§ DO THIS: Write out every line again, requests included, starting from the beginning of the data and stopping after the line that contains "point(109, 134)". Multiply each coordinate in the answer points by 1.55 and round to whole numbers, halves going up, leaving the numbers in the requests and their sample points as they are.

________________________

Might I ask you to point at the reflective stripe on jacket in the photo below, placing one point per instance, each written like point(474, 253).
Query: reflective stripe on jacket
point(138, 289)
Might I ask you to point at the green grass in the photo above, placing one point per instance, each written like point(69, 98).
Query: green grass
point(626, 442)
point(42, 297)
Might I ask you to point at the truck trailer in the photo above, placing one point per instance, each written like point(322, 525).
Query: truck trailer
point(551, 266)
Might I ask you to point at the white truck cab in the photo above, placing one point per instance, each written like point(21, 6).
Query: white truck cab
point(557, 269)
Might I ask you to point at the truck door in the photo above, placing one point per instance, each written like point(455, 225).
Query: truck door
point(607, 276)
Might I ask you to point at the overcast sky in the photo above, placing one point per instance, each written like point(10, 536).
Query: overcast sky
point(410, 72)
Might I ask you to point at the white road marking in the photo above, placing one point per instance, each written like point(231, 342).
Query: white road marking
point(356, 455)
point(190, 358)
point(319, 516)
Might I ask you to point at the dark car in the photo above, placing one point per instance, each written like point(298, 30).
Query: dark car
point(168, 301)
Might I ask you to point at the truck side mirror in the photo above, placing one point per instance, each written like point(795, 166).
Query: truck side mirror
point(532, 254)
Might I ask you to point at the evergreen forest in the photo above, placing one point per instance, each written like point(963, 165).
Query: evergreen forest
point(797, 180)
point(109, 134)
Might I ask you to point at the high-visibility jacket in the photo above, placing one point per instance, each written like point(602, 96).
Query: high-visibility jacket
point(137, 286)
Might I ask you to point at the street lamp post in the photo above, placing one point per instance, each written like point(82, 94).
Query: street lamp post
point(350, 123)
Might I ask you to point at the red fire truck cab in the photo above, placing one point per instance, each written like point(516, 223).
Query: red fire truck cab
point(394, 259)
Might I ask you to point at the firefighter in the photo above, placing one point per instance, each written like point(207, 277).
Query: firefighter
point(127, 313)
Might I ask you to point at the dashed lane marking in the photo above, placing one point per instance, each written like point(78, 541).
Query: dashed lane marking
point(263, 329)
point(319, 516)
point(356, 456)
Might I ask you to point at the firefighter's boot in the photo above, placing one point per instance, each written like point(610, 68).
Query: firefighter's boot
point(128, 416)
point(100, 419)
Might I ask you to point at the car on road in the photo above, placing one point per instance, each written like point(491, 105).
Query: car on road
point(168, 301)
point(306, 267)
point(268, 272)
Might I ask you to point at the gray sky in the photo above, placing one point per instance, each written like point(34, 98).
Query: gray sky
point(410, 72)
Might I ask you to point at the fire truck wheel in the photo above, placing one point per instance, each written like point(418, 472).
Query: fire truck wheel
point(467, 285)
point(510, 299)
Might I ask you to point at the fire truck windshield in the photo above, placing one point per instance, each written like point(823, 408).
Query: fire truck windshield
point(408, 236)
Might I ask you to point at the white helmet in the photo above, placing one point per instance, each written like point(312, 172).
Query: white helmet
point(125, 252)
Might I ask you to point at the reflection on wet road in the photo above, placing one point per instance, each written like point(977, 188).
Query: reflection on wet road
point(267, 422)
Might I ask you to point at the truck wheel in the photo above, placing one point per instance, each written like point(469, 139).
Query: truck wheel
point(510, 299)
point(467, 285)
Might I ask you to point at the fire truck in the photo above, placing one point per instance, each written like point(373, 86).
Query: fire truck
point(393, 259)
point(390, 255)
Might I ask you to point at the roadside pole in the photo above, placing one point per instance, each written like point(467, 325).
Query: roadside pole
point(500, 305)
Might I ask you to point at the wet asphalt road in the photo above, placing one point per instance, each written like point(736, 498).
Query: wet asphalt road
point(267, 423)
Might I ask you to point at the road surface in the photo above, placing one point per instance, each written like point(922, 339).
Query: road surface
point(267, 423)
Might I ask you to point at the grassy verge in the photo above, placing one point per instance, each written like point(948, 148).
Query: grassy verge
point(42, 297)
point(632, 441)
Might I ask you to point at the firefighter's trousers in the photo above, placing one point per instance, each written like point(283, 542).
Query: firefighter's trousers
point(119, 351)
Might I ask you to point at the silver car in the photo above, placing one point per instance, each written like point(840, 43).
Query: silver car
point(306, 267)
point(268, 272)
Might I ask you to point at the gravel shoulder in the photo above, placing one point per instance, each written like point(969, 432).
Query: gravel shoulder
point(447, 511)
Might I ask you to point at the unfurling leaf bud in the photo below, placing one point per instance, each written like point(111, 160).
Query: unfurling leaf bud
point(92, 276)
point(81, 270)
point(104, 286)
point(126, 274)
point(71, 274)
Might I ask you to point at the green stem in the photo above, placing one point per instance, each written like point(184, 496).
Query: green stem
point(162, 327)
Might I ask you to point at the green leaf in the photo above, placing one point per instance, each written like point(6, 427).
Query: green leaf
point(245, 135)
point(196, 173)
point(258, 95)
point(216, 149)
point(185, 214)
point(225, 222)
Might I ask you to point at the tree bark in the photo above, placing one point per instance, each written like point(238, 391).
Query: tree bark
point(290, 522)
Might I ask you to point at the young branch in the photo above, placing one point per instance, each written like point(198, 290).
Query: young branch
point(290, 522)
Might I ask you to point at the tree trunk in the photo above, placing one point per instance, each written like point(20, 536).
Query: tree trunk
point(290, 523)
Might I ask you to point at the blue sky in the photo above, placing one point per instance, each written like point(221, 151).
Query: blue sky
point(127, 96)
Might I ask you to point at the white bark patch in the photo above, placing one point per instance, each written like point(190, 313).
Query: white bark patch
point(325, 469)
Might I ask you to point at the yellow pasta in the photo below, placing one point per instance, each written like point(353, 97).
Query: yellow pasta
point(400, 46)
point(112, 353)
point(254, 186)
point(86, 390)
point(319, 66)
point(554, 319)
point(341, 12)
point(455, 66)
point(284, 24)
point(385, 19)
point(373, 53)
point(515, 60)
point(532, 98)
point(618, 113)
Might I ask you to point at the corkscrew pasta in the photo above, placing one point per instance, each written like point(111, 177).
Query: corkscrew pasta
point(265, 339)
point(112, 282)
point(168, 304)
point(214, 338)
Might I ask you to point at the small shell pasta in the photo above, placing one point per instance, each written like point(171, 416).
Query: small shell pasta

________________________

§ ANSWER FOR THIS EXERCISE:
Might I ask you to point at the reflective stripe on jacket in the photo below, placing one point per instance, each written like point(474, 253).
Query: reflective stripe on jacket
point(214, 448)
Might I ask you to point at the green grass in the photo above, placing one point per instance, each written like point(69, 98).
Query: green grass
point(970, 685)
point(65, 460)
Might I ask you to point at the truck trailer in the photo above, placing one point per instance, each written like point(322, 525).
Query: truck trailer
point(854, 412)
Might I ask you to point at the white truck cab in the photo above, placing one point per instance, each written like point(21, 6).
Query: white truck cab
point(863, 417)
Might I ask you to point at the truck door in the photo above, placing one point per instance, each written like point(455, 225).
Query: truck door
point(941, 428)
Might I ask you to point at the overcast sky in the photo above, placing one point per instance, each written like point(10, 536).
Query: overcast sky
point(636, 112)
Might I ask you to point at the white road marking in the photo above, placing one point per instance, each written like point(231, 342).
Query: white road marking
point(552, 705)
point(295, 555)
point(494, 800)
Might I ask you to point at the dark car in the photo above, placing one point per instance, each written like point(298, 30).
Query: dark car
point(260, 467)
Might I ask you to point at the truck side mirror in the photo above, placing one point per instance, each written like point(795, 166).
Query: truck side mirror
point(825, 394)
Might I ask you to point at the evergreen forest in the photo above, placing one point per instance, each written like point(963, 165).
Query: evergreen forest
point(1235, 279)
point(169, 208)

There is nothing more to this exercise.